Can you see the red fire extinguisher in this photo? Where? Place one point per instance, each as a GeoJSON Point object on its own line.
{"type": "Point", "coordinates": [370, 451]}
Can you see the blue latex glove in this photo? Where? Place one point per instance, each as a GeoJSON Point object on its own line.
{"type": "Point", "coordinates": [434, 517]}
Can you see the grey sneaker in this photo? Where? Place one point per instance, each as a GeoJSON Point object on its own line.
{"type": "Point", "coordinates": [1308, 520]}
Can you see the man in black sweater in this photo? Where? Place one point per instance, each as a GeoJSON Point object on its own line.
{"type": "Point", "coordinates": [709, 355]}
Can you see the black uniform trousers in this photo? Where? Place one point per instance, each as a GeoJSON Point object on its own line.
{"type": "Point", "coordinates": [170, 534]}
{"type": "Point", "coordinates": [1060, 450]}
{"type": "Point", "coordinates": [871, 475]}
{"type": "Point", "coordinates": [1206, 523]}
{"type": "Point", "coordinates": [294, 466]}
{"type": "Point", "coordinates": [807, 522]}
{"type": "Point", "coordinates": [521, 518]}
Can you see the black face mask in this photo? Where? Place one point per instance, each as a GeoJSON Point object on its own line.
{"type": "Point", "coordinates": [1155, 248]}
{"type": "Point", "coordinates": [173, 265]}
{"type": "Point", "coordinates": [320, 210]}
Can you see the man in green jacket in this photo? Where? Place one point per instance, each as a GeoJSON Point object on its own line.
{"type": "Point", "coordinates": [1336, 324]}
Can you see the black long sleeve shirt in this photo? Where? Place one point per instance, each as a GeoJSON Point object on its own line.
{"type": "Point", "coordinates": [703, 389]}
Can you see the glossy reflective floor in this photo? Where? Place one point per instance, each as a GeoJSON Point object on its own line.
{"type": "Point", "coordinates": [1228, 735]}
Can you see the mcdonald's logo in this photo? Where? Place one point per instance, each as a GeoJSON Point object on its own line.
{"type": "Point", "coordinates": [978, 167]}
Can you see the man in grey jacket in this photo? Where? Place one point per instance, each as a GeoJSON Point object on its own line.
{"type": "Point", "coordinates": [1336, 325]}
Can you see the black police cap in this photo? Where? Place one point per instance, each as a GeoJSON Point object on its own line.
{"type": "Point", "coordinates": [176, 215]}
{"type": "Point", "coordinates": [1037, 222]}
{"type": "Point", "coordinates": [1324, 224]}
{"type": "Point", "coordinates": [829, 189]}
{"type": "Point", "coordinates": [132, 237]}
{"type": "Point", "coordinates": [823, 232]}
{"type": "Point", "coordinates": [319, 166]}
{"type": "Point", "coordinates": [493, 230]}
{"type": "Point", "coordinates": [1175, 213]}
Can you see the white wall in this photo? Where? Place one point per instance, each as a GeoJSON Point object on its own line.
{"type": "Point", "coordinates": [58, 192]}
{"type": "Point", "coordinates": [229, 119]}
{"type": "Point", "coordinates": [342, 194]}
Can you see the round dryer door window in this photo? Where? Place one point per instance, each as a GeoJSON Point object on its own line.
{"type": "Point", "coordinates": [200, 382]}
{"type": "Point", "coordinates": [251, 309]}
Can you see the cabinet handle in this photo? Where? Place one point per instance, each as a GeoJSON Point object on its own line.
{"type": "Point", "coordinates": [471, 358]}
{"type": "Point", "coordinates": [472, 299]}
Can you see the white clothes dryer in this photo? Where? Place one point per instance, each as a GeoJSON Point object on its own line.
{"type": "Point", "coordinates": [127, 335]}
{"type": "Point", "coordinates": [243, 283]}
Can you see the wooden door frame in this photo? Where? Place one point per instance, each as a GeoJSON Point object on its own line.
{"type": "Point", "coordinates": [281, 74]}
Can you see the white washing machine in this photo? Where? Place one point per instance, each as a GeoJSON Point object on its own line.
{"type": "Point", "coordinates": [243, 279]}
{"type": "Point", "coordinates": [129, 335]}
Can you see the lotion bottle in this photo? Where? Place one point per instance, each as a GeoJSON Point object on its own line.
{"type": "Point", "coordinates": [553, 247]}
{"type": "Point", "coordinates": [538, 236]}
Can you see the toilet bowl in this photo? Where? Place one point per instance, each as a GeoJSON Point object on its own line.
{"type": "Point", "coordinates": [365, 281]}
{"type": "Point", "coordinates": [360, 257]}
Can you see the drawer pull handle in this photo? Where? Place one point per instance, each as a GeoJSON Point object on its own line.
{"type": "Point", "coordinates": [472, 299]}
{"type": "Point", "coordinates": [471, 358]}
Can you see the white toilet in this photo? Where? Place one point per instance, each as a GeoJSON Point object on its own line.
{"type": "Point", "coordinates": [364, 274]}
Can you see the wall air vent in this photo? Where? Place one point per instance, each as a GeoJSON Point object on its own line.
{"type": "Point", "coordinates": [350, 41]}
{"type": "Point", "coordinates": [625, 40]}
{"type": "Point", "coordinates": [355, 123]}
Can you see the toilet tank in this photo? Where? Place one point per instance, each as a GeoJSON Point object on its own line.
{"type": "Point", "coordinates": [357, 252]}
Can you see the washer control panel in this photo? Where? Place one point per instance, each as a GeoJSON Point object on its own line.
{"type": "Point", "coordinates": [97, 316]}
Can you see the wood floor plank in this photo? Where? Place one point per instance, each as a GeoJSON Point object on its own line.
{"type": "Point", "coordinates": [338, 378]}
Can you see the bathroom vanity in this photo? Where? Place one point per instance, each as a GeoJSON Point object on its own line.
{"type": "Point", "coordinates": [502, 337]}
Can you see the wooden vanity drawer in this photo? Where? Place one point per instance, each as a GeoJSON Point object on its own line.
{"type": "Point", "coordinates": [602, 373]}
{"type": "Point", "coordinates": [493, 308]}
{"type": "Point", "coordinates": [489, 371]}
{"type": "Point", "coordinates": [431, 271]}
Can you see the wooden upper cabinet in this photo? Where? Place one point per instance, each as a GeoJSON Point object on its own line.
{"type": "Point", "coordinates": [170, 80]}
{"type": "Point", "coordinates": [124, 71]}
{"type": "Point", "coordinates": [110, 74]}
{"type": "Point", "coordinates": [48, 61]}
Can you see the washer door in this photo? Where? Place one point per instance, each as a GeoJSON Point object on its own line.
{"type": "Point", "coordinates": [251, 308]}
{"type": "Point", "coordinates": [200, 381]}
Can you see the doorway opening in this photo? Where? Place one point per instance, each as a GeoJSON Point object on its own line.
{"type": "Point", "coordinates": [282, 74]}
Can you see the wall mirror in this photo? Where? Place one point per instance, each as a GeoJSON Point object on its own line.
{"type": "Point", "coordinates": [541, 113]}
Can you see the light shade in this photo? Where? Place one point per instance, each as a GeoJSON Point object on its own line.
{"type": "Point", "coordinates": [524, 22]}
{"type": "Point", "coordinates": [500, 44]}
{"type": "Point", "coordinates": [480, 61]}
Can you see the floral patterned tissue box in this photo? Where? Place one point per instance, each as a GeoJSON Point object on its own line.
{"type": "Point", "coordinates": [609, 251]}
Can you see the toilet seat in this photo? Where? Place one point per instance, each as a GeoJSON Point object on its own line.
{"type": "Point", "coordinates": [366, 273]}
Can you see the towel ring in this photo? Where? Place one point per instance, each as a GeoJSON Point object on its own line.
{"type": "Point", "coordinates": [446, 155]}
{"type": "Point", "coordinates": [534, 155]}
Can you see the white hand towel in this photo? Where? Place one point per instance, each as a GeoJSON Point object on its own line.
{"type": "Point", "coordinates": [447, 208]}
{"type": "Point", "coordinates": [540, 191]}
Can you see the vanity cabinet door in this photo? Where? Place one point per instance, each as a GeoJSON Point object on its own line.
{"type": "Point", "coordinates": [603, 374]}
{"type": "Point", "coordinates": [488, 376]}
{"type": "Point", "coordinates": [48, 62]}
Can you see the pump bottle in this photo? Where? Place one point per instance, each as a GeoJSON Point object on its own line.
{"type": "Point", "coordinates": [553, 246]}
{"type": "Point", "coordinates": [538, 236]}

# # # # # # #

| DIRECTIONS |
Copy out the lines word for word, from the line containing "Can you see the vanity" through the end of the lines above, both ends included.

| SOLUTION |
Can you see the vanity cabinet door in this photo? Where? Place one point per instance, each as a GeoJSON Point object on its own line.
{"type": "Point", "coordinates": [603, 374]}
{"type": "Point", "coordinates": [488, 376]}
{"type": "Point", "coordinates": [48, 62]}
Can you see the pump bottle in this photo? Where? Place one point per instance, each as a GeoJSON Point object on its own line.
{"type": "Point", "coordinates": [553, 246]}
{"type": "Point", "coordinates": [538, 236]}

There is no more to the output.